PROBLEM DESCRIPTION
Rewrite every line of the records below as a numbered list, skipping blank lines and leaving out the pictures.

DATA FOR THIS TASK
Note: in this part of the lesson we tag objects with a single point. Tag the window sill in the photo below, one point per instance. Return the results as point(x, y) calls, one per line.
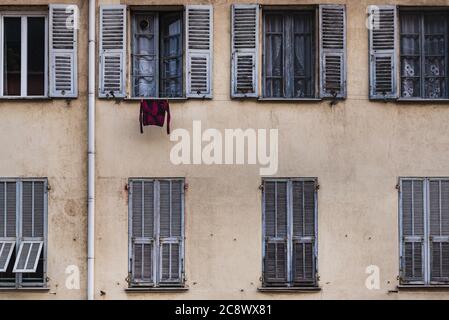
point(289, 289)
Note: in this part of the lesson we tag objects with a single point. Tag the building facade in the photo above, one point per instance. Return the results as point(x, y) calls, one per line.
point(357, 208)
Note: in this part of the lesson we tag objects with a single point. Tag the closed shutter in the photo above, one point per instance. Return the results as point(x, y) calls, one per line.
point(332, 51)
point(63, 51)
point(303, 198)
point(439, 230)
point(171, 231)
point(112, 51)
point(142, 232)
point(275, 232)
point(412, 231)
point(199, 35)
point(245, 54)
point(382, 42)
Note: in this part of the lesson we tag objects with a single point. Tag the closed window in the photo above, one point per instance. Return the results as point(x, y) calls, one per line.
point(23, 233)
point(289, 232)
point(424, 232)
point(156, 239)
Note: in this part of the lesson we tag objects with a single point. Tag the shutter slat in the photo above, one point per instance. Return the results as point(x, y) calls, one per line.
point(63, 51)
point(382, 41)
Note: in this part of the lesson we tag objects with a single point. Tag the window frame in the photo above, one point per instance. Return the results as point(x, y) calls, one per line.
point(18, 283)
point(24, 53)
point(290, 283)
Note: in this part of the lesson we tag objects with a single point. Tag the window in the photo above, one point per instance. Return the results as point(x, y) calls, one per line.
point(289, 232)
point(156, 239)
point(289, 64)
point(24, 55)
point(23, 230)
point(424, 231)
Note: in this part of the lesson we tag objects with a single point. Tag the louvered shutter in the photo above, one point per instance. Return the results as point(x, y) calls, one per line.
point(199, 43)
point(63, 51)
point(382, 41)
point(245, 54)
point(112, 51)
point(332, 51)
point(275, 231)
point(142, 232)
point(171, 231)
point(303, 203)
point(439, 230)
point(412, 231)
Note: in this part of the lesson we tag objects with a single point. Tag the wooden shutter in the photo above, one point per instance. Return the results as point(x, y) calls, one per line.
point(142, 232)
point(63, 51)
point(303, 204)
point(439, 230)
point(382, 42)
point(112, 51)
point(332, 51)
point(199, 44)
point(275, 232)
point(171, 231)
point(412, 231)
point(245, 54)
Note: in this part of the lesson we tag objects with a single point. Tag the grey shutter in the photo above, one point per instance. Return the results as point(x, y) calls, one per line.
point(245, 53)
point(333, 51)
point(439, 230)
point(275, 232)
point(112, 51)
point(63, 51)
point(199, 44)
point(171, 231)
point(412, 231)
point(303, 198)
point(382, 42)
point(142, 232)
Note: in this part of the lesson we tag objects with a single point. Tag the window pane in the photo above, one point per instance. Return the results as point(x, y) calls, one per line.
point(12, 56)
point(171, 55)
point(36, 56)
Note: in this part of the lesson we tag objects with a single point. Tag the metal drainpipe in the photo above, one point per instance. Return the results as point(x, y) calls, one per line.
point(91, 156)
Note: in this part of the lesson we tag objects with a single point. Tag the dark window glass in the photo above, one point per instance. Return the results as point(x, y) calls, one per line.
point(12, 56)
point(289, 55)
point(36, 56)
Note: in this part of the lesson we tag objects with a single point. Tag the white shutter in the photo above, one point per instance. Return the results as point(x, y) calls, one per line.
point(199, 48)
point(382, 41)
point(245, 54)
point(112, 51)
point(332, 51)
point(63, 51)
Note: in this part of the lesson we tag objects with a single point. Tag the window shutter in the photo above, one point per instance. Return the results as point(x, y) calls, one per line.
point(112, 51)
point(63, 51)
point(171, 231)
point(275, 231)
point(199, 44)
point(245, 54)
point(332, 51)
point(382, 42)
point(412, 231)
point(439, 230)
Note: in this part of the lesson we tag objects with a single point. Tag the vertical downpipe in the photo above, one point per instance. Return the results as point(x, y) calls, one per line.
point(91, 156)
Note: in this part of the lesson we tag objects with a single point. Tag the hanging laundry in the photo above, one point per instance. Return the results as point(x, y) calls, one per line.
point(152, 113)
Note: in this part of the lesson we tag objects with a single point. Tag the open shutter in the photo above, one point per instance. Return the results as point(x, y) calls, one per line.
point(171, 231)
point(275, 232)
point(245, 54)
point(199, 44)
point(332, 51)
point(382, 42)
point(439, 230)
point(412, 231)
point(112, 51)
point(63, 51)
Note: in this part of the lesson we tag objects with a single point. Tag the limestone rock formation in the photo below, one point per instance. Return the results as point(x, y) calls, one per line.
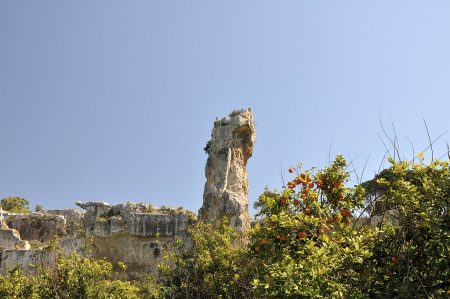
point(136, 234)
point(226, 187)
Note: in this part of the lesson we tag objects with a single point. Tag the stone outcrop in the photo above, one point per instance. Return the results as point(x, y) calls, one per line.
point(40, 227)
point(226, 187)
point(135, 234)
point(10, 240)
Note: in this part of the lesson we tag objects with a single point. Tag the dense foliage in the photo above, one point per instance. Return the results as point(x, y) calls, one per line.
point(75, 276)
point(15, 205)
point(315, 238)
point(211, 267)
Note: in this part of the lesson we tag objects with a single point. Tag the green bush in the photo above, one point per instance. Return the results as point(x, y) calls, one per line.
point(213, 267)
point(15, 205)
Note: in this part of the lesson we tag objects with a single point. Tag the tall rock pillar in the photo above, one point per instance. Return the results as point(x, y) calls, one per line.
point(226, 187)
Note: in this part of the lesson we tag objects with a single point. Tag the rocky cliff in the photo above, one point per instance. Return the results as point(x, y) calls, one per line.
point(226, 187)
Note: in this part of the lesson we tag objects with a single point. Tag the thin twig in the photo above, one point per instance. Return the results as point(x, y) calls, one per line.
point(429, 139)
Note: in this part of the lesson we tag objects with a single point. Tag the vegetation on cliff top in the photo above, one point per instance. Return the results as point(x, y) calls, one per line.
point(316, 238)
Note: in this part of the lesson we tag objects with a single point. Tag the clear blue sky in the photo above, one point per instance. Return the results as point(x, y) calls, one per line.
point(114, 100)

ANSWER FOR THE TASK
1. Note: in this part of the lesson we tag objects with a single point. Tag the window sill in the photo below, one point per instance. Return the results as point(x, y) calls, one per line.
2. point(289, 289)
3. Note: in this part of the lesson we tag objects with a single point. Tag the building facade in the photo above, one point per instance. Return the results as point(x, y) calls, one per line.
4. point(357, 208)
5. Note: in this part of the lesson we tag objects with a single point. Tag the closed shutter in the photo above, one point per instance. Return the results as point(x, y) calls, one per line.
6. point(332, 51)
7. point(63, 51)
8. point(303, 198)
9. point(439, 230)
10. point(171, 231)
11. point(112, 51)
12. point(142, 232)
13. point(275, 232)
14. point(412, 231)
15. point(199, 35)
16. point(245, 54)
17. point(382, 42)
18. Note: in this part of the lesson we tag objects with a single point. Tag the closed window in the photo above, one point per instance. Return the results as point(x, y) calls, one per line.
19. point(23, 233)
20. point(289, 232)
21. point(424, 232)
22. point(156, 239)
23. Note: in this part of the lesson we tag objects with a single point. Tag the shutter slat in the photo above, one point per instance. Return the results as point(x, y) calls, one per line.
24. point(63, 51)
25. point(382, 41)
26. Note: in this part of the lesson we tag objects with a single point. Tag the window frame in the photo above, one point per instance. Return the results as point(x, y) calls, one per line.
27. point(18, 283)
28. point(24, 53)
29. point(290, 283)
30. Note: in this part of the lesson we tag objects with a single point. Tag the window in the photo above, one point per instance. Return the results as point(x, y) calls, one per line.
31. point(289, 232)
32. point(156, 239)
33. point(289, 64)
34. point(24, 55)
35. point(23, 230)
36. point(424, 231)
37. Note: in this part of the lesson we tag objects with a single point. Tag the louvered shutter in the photo above, one point per instance. Return the results as point(x, y) calls, one per line.
38. point(199, 43)
39. point(63, 51)
40. point(382, 41)
41. point(245, 54)
42. point(112, 51)
43. point(332, 51)
44. point(275, 231)
45. point(142, 232)
46. point(171, 231)
47. point(303, 203)
48. point(439, 230)
49. point(412, 231)
50. Note: in this part of the lesson we tag objects with a single point. Tag the wooden shutter in the photo above, one point per instance. Return the results as point(x, y) calls, one per line.
51. point(142, 232)
52. point(63, 51)
53. point(303, 204)
54. point(439, 230)
55. point(382, 42)
56. point(112, 51)
57. point(332, 51)
58. point(199, 44)
59. point(275, 232)
60. point(171, 231)
61. point(412, 231)
62. point(245, 54)
63. Note: in this part of the lesson we tag objects with a single point. Tag the grey shutter in the photo above, one point per instance. Return the results as point(x, y) calls, one per line.
64. point(245, 53)
65. point(333, 51)
66. point(439, 230)
67. point(275, 232)
68. point(112, 51)
69. point(63, 51)
70. point(199, 44)
71. point(171, 231)
72. point(412, 231)
73. point(303, 198)
74. point(382, 42)
75. point(142, 232)
76. Note: in this part of the lesson we tag objects with a single point. Tag the window pane in the photo above, one point per instance. Return the results as point(x, y) calls, one per line.
77. point(12, 56)
78. point(171, 55)
79. point(36, 56)
80. Note: in this part of the lesson we tag objects with a single point. Tag the metal drainpipe in the photo above, one point per instance. Return the results as point(x, y) calls, one per line.
81. point(91, 156)
82. Note: in this part of the lesson we tag objects with a single point. Tag the dark window glass in the photo above, one point per instance. Return the results as point(x, y) calls, one per line.
83. point(12, 56)
84. point(289, 55)
85. point(36, 56)
86. Note: in this part of the lesson we tag objects with a single point. Tag the white shutter in the photo above, one point per instance. Return the results as point(x, y) calls, one per line.
87. point(199, 48)
88. point(382, 41)
89. point(245, 54)
90. point(112, 51)
91. point(332, 51)
92. point(63, 51)
93. Note: in this part of the lesson we tag objects with a single point. Tag the window shutter in the photo above, one point per instance. Return the results as point(x, y) calls, one per line.
94. point(112, 51)
95. point(63, 51)
96. point(171, 231)
97. point(275, 231)
98. point(199, 44)
99. point(245, 54)
100. point(332, 51)
101. point(382, 42)
102. point(412, 231)
103. point(439, 230)
104. Note: in this part of the lesson we tag objects with a single point. Tag the vertical downpipe in the photo above, one point per instance. Return the results as point(x, y) calls, one per line.
105. point(91, 156)
106. Note: in this part of the lesson we tag objects with a single point. Tag the hanging laundry in the photo above, one point per instance. Return the results as point(x, y) calls, one per line.
107. point(152, 113)
108. Note: in this part of the lesson we tag objects with a single point. Tag the open shutter in the photo above, one point per instance. Return the results as point(x, y) calls, one per line.
109. point(171, 231)
110. point(275, 232)
111. point(245, 54)
112. point(199, 44)
113. point(332, 51)
114. point(382, 42)
115. point(439, 230)
116. point(412, 231)
117. point(112, 51)
118. point(63, 51)
119. Note: in this part of the lesson we tag objects with a single point. Tag the limestone rock formation in the photo below, one point per instance. Return the results as point(x, y) calls, one per line.
120. point(136, 234)
121. point(226, 187)
122. Note: in this part of the lesson we tag objects with a single point. Tag the stone outcrop in the photo above, one point per instance. Return the results as point(x, y) calls, one per line.
123. point(40, 227)
124. point(226, 187)
125. point(135, 234)
126. point(10, 240)
127. Note: in this part of the lesson we tag objects with a single point. Tag the dense foliage in the photo above, one point per instance. Return the results as point(x, y) calls, one per line.
128. point(75, 276)
129. point(15, 205)
130. point(315, 238)
131. point(211, 267)
132. Note: in this part of the lesson we tag objects with a single point. Tag the green bush in the photo above, one point per instance. Return the results as point(x, y) calls, one per line.
133. point(213, 267)
134. point(15, 205)
135. Note: in this part of the lesson we tag objects with a single point. Tag the tall rock pillar in the photo above, one point per instance. Return the results as point(x, y) calls, one per line.
136. point(226, 187)
137. Note: in this part of the lesson we tag objects with a single point. Tag the rocky cliff in the photo above, one point per instance. Return the results as point(x, y) calls, one per line.
138. point(226, 187)
139. Note: in this part of the lesson we tag objects with a single point. Tag the thin twig in the photo above, one point per instance. Return the results as point(x, y) calls, one per line.
140. point(429, 139)
141. Note: in this part of the lesson we tag objects with a single point. Tag the vegetation on cliff top in the photo above, one point per instance. Return the results as point(x, y) calls, one per line.
142. point(316, 238)
143. Note: in this part of the lesson we tag objects with a single point. Tag the clear blue sky in the photo above, one point per instance. Return the results as point(x, y) calls, one per line.
144. point(114, 100)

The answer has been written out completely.